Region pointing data
· · · · ·

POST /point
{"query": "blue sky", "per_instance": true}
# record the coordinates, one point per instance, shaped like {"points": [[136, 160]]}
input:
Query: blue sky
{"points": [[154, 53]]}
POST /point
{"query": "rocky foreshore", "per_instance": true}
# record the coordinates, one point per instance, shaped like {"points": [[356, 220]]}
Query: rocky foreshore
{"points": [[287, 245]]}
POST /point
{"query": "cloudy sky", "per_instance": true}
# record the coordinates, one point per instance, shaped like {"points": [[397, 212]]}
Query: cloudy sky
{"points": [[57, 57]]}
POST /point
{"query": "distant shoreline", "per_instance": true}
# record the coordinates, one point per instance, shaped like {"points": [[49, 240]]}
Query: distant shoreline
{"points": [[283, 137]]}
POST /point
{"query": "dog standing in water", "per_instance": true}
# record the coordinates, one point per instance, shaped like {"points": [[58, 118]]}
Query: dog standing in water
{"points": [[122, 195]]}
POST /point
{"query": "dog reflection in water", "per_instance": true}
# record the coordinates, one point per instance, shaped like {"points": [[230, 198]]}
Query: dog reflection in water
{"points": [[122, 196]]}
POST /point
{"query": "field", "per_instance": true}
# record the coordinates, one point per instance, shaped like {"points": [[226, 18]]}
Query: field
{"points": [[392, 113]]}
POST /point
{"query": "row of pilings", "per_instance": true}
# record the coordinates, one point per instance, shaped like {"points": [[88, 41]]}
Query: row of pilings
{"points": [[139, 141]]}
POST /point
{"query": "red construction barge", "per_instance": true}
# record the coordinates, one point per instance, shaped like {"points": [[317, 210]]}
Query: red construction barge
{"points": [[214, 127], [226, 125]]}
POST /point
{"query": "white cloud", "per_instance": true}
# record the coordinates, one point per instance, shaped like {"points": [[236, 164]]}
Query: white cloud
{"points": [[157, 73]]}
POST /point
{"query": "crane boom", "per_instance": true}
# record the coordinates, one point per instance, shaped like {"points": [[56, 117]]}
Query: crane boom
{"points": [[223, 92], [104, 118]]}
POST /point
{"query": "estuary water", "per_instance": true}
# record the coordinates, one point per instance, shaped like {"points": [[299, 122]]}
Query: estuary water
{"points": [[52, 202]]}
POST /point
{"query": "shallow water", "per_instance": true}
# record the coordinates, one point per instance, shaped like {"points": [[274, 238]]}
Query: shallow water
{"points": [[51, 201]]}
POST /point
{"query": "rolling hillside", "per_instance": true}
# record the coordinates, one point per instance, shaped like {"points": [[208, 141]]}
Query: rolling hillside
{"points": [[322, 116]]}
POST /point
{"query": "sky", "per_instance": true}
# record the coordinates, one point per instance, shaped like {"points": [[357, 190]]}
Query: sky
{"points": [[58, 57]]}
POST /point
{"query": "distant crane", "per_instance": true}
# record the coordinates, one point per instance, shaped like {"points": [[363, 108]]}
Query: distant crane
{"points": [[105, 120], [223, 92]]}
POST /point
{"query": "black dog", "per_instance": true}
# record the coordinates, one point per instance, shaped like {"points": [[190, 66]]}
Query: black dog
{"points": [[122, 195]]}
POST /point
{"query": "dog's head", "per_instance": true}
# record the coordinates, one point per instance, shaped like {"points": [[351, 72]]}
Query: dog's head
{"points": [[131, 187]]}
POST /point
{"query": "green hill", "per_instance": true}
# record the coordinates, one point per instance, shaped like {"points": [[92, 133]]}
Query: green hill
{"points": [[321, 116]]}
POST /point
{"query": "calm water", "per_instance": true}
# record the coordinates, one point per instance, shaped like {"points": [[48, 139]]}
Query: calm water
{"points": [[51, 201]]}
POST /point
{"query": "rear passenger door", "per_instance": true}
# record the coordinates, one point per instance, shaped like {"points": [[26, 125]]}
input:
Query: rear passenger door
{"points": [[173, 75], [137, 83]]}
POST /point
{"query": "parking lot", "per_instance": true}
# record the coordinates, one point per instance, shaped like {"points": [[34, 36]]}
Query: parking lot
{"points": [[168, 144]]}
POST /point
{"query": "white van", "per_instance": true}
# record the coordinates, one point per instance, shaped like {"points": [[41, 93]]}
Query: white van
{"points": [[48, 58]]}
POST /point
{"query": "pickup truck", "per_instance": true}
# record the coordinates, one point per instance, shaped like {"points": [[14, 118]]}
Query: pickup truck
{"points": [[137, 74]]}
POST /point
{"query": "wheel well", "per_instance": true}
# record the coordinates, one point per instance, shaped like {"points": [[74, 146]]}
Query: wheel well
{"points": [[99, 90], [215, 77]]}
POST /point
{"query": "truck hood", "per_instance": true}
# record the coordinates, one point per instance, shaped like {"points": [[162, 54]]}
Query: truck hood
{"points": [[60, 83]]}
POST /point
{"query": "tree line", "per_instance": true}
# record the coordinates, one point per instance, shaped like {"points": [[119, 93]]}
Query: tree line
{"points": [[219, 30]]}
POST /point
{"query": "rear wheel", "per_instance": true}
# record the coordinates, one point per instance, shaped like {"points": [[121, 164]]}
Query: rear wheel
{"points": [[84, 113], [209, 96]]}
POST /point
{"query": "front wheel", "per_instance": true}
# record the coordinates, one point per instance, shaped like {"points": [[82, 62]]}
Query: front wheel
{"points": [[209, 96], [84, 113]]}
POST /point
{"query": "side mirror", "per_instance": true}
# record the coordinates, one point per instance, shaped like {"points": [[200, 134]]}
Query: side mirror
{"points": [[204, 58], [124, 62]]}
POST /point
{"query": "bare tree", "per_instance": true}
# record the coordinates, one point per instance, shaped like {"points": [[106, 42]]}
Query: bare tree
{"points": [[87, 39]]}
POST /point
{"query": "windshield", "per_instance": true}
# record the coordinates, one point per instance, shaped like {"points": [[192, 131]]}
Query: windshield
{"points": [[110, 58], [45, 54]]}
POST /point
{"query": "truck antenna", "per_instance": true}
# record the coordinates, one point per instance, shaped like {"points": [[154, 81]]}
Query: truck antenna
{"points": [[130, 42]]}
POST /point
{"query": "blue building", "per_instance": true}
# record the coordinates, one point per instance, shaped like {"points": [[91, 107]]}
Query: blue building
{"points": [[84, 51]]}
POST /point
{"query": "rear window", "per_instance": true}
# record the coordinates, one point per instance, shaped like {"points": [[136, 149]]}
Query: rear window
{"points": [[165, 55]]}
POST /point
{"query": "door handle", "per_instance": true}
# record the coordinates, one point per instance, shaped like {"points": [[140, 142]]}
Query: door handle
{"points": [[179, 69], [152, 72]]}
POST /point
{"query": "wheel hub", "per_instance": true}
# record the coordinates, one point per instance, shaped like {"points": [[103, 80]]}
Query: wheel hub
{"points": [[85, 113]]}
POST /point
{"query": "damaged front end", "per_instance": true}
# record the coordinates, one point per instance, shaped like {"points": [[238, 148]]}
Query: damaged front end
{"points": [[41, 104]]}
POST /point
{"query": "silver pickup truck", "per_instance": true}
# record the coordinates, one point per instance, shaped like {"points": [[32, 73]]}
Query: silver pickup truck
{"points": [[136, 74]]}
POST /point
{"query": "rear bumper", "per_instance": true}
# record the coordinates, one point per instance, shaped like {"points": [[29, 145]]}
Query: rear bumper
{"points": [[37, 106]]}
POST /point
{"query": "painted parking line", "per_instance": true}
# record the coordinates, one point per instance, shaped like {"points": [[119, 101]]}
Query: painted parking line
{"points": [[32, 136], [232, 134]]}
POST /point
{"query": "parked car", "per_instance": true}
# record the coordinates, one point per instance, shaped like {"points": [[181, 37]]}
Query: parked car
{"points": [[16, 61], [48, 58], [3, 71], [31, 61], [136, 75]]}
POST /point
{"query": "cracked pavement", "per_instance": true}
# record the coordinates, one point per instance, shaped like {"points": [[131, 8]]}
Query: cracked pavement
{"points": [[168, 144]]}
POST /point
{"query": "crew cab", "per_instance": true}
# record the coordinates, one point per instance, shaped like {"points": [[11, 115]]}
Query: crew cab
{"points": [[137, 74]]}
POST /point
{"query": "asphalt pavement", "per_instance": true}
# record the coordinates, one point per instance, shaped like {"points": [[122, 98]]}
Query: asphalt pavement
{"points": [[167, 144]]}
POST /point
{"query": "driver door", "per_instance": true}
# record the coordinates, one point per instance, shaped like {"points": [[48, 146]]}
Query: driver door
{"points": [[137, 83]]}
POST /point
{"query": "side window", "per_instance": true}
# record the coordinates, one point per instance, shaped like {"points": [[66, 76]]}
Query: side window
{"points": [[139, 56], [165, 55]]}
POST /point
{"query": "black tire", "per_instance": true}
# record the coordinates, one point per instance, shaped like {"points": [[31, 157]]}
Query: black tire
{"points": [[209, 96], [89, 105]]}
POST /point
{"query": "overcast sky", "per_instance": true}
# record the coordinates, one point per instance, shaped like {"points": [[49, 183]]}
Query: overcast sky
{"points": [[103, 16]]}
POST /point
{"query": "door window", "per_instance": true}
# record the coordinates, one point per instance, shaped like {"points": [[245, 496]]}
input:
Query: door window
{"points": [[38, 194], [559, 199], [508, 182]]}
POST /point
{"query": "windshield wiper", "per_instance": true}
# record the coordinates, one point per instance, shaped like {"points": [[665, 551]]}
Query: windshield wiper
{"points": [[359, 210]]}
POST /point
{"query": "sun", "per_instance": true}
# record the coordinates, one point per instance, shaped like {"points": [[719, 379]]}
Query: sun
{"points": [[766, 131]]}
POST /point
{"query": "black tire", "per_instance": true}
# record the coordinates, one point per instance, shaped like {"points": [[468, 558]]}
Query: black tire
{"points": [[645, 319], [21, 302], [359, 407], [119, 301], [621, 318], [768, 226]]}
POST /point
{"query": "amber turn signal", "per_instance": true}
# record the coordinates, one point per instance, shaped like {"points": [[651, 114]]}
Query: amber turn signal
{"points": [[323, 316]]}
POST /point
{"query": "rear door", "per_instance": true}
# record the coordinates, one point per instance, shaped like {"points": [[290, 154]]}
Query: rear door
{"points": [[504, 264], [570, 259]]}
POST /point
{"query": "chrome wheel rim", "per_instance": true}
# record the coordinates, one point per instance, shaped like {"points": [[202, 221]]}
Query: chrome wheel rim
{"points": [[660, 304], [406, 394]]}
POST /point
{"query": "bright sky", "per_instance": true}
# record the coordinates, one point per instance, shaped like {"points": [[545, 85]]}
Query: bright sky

· · · · ·

* _TASK STATEMENT_
Wherever a line in the data above contains the word "bright", copy that line.

* _WRITTEN ANSWER_
{"query": "bright sky", "per_instance": true}
Query: bright sky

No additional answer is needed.